**PROBLEM REQUIREMENTS:**
Repeat word for word the lines below, starting with the line that contains "of the shirt" and stopping after the line that contains "x=133 y=241".

**DATA TO PROCESS:**
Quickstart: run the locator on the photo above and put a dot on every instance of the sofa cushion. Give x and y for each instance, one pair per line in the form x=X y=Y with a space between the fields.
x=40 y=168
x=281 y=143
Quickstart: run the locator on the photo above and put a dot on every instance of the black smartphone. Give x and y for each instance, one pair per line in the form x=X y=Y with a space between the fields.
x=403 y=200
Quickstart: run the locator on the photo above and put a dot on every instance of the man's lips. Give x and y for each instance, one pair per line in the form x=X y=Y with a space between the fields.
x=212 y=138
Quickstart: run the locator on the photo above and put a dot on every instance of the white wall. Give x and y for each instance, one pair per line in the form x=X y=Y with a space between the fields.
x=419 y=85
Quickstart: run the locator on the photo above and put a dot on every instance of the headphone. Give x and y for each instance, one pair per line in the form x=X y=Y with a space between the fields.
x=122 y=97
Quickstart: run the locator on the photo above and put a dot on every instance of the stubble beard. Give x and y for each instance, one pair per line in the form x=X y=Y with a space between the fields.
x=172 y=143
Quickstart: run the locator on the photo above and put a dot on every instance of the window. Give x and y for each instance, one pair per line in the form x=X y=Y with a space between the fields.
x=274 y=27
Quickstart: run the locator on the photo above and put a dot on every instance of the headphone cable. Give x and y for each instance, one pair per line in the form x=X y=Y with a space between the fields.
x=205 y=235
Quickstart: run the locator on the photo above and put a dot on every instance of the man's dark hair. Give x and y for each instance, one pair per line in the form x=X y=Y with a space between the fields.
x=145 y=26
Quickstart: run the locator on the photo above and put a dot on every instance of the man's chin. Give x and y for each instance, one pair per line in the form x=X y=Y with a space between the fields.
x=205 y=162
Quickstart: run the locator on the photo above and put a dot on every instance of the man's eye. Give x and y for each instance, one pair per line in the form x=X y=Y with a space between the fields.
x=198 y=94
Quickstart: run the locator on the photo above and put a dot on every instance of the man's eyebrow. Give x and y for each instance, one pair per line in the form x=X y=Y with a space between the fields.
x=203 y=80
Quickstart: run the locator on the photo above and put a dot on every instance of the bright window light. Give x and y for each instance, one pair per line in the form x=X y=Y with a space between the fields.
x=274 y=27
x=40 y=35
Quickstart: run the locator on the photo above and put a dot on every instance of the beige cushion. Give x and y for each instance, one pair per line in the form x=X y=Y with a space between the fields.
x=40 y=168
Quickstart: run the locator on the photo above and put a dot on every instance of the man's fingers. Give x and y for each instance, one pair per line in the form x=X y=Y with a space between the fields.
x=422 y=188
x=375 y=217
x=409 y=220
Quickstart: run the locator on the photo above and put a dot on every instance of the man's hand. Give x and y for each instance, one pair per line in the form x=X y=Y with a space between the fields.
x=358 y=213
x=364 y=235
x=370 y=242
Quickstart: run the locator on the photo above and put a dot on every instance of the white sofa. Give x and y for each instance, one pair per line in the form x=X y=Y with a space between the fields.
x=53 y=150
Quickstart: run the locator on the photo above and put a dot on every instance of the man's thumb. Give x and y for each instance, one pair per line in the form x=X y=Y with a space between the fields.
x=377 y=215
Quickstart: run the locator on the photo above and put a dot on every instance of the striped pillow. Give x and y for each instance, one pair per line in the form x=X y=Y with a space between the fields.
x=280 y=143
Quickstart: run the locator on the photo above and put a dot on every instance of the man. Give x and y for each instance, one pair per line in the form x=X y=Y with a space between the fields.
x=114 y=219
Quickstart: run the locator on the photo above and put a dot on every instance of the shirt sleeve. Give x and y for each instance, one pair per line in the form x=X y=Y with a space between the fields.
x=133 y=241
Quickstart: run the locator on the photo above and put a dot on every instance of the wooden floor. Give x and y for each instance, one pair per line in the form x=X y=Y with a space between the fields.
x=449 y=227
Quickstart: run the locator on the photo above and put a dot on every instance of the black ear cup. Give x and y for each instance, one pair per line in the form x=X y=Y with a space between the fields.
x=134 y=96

**FULL OUTPUT:**
Quickstart: run the locator on the photo above and put a dot on every instance of the shirt sleeve. Give x and y for each instance, one pair per line in the form x=X y=Y with a space between the fields.
x=133 y=241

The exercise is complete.